## [TASKS TO COMPLETE]
1. Transcribe the Brexit book passage, starting with "Changing Minds on" and going on through "or community based.".
2. Name every quality that, according to the Brexit book passage, engaging with a leave voter requires on our part.
3. Write the next part of the Brexit book passage, picking up after its final sentence.

## [DOCUMENT SECTION]
--------------------------------
Changing Minds on Brexit provides strategies, skills and stories to help you change minds, whilst helping you to look after yourselves in the process. I use the word Brexorcism not because I’m expecting you to throw holy water at your subjects! Nor do I expect you to have to deal with people whose heads and viewpoints rotate 360 degrees. We are generally dealing with quasi-religious beliefs or even identity level change, where Brexit is intimately linked with people’s sense of self, Queen, country and flag. When we engage with a leave voter, we are sometimes challenging people at the level of who they are or the very why of their being. This requires skill, time, patience and flexibility on our part.
The book also helps with healing the divides that Brexit has set up on our DIsUnited Kingdom, whether family, friend or community based.
This book is not just about Brexit ghostbusting. Where Brexit leads, Trump, Erdogan and others follow. Just as sure as ladies’ hemlines rise and fall for no particular reason with the whims of fashion every year, populism and the rise of the far right in difficult times are also fashion statements that others follow. So, you will find this book of immense value if you are trying to fight populism anywhere in the world.
--------------------------------
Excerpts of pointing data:
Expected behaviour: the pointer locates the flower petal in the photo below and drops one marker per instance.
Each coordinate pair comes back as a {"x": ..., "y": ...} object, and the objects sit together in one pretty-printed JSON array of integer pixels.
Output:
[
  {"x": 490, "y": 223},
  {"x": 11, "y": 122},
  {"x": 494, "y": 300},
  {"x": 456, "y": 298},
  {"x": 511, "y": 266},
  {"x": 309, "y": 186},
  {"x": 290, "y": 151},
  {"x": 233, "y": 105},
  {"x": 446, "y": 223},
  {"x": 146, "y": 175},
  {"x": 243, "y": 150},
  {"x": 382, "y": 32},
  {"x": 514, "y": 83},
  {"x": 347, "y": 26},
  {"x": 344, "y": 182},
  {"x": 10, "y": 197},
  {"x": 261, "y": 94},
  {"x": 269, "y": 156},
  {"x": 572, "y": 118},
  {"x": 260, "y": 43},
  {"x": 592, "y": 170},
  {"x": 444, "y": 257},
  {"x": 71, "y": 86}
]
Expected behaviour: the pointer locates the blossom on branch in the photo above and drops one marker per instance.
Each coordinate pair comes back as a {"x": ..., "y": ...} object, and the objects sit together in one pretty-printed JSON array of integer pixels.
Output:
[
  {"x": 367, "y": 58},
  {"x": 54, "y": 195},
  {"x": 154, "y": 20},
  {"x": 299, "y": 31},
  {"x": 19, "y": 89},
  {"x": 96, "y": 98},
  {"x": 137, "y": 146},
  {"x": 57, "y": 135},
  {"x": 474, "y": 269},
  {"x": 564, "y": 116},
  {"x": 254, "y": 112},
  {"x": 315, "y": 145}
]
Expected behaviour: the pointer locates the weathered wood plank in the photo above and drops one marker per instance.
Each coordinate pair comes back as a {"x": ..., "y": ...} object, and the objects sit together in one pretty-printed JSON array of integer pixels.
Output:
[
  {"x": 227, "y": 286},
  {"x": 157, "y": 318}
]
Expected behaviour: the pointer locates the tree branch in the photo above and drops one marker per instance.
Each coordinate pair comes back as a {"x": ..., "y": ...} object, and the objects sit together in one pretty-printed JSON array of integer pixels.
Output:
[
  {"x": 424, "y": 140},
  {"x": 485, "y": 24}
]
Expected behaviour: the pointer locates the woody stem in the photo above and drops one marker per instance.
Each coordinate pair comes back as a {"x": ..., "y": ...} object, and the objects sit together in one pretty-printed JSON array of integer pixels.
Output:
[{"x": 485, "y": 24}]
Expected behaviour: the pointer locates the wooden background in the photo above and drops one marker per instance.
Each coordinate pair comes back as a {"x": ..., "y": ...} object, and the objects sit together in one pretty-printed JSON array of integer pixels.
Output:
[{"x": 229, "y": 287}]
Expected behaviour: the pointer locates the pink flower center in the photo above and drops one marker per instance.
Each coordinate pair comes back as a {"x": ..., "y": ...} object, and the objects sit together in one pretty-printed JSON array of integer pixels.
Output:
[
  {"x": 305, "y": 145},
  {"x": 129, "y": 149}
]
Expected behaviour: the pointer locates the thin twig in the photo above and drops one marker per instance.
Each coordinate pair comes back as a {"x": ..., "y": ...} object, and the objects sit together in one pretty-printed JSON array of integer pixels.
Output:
--------------------------------
## [RESULTS FOR EACH TASK]
1.
Changing Minds on Brexit provides strategies, skills and stories to help you change minds, whilst helping you to look after yourselves in the process. I use the word Brexorcism not because I’m expecting you to throw holy water at your subjects! Nor do I expect you to have to deal with people whose heads and viewpoints rotate 360 degrees. We are generally dealing with quasi-religious beliefs or even identity level change, where Brexit is intimately linked with people’s sense of self, Queen, country and flag. When we engage with a leave voter, we are sometimes challenging people at the level of who they are or the very why of their being. This requires skill, time, patience and flexibility on our part.
The book also helps with healing the divides that Brexit has set up on our DIsUnited Kingdom, whether family, friend or community based.

2. Skill, time, patience, flexibility

3.
On New Year’s Day 2017 I coined the catchphrase “Break Brexit Before Brexit Breaks Britain” in the shower. I note this has been adopted and adapted quite widely. I recently realised that it needed updating. On New Year’s Day 2019 I came up with a new mantra which remains relevant:
“We seek a Better Britain in a Better Europe for a Better World.”
We are all in this together and it is about time we woke up to the fact. We can no longer live in unsplendid isolation in the 4th industrial age. Yes, we need to reform our politics and the very notions of capitalism if we are to survive. But turning our backs on problems and opportunities that we face as a global village is not a sensible response.